## Stated exercise 1
Using the lsqlin example, decide whether each statement agrees with it. Answer yes or no, and quote the deciding words. (a) The Optimization app is to be removed in a future release. (b) Minimizing the square of the distance gives a different optimal point than minimizing the actual distance. (c) x1 + 2x2 + 4x3 = 7 is an inequality constraint.
## Stated exercise 2
List every coordinate of the point x named in the lsqlin example.

## Given text
□ □ □
## Optimization App with the lsqlin Solver

### The Problem

This example shows how to use the Optimization app to solve a constrained least-squares problem.

### Note

The Optimization app warns that it will be removed in a future release.

The problem in this example is to find the point on the plane x1 + 2x2 + 4x3 = 7 that is closest to the origin. The easiest way to solve this problem is to minimize the square of the distance from a point x = (x1,x2,x3) on the plane to the origin, which returns the same optimal point as minimizing the actual distance. Since the square of the distance from an arbitrary point (x1,x2,x3) to the origin is ${x}_{1}^{2}+{x}_{2}^{2}+{x}_{3}^{2}$, you can describe the problem as follows:

`$\underset{x}{\mathrm{min}}f\left(x\right)={x}_{1}^{2}+{x}_{2}^{2}+{x}_{3}^{2},$`

subject to the constraint

x1 + 2x2 + 4x3 = 7.

The function f(x) is called the objective function and x1 + 2x2 + 4x3 = 7 is an equality constraint. More complicated problems might contain other equality constraints, inequality constraints, and upper or lower bound constraints.
□ □ □
## Stored data
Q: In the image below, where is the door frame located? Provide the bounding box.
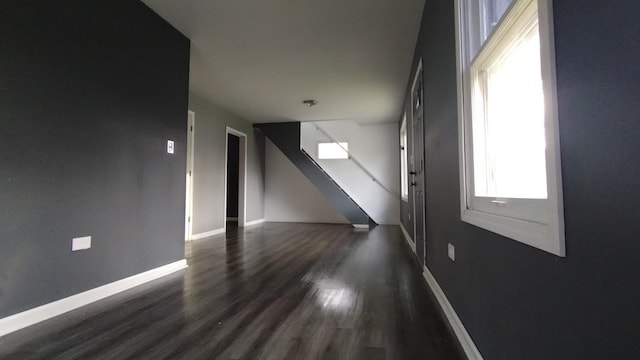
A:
□ □ □
## Result 1
(a) Yes: "The Optimization app warns that it will be removed in a future release."
(b) No: "which returns the same optimal point as minimizing the actual distance"
(c) No: "x1 + 2x2 + 4x3 = 7 is an equality constraint"

## Result 2
x1, x2, x3